> Textauszug
# Powerbank! Taugen die was?



## JonnyDee (20. Juni 2012)

Hallo pcgh User,

wollte mal Fragen ob wer schon Erfahrung mit solchen teilen gemacht hat???? 

XTPower MP-10000 Powerbank - mobiler Akku mit 10000mAh: Amazon.de: Elektronik

Habe bei einem bekannten sowas in der art gesehen nur ne ganze ecke größer! Er hat 4x Mopetbatterien  zusammen geklemmt und noch nen kleines elektronische Teil oben drauf für Umwandlung, laden an/aus und 2x Steckdosen.
Würde mir jetzt gern wegen der Handlichkeit auch so etwas holen da nicht immer eine Steckdose zum Laden in der Nähe ist...

Was sagt Ihr, macht das sind oder ehr Müll...

MfG
da
Jonny


----------



## Atomtoaster (20. Juni 2012)

Wenn du Nutzen dafür hast absolut empfehlenswert.
Welches genau, das kann ich dir nicht sagen, aber das Prinzip an sich funktioniert Einwandfrei, wenn du unterwegs laden musst und das dabei hast, kein Thema.

> Vorliegende Einträge
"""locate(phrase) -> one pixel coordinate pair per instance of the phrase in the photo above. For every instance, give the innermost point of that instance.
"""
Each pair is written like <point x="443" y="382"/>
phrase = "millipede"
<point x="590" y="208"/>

> Aufgabe 1
Entscheide für jede Aussage mit Ja oder Nein, ob sie zum Forenthread über Powerbanks passt, und zitiere die entscheidenden Worte wörtlich. (a) Der Bekannte von JonnyDee hat vier Mopedbatterien zusammengeklemmt. (b) Atomtoaster empfiehlt ein bestimmtes Modell. (c) Das Gerät des Bekannten war kleiner als die verlinkte Powerbank.
> Aufgabe 2
Gib aus dem Forenthread über Powerbanks den Abschnitt wortgetreu wieder, der mit den Worten „wollte mal Fragen“ beginnt und mit „oder ehr Müll...“ endet.

> Antwort 1
(a) Ja: „Er hat 4x Mopetbatterien“
(b) Nein: „Welches genau, das kann ich dir nicht sagen“
(c) Nein: „nur ne ganze ecke größer“

> Antwort 2
wollte mal Fragen ob wer schon Erfahrung mit solchen teilen gemacht hat???? 

XTPower MP-10000 Powerbank - mobiler Akku mit 10000mAh: Amazon.de: Elektronik

Habe bei einem bekannten sowas in der art gesehen nur ne ganze ecke größer! Er hat 4x Mopetbatterien  zusammen geklemmt und noch nen kleines elektronische Teil oben drauf für Umwandlung, laden an/aus und 2x Steckdosen.
Würde mir jetzt gern wegen der Handlichkeit auch so etwas holen da nicht immer eine Steckdose zum Laden in der Nähe ist...

Was sagt Ihr, macht das sind oder ehr Müll...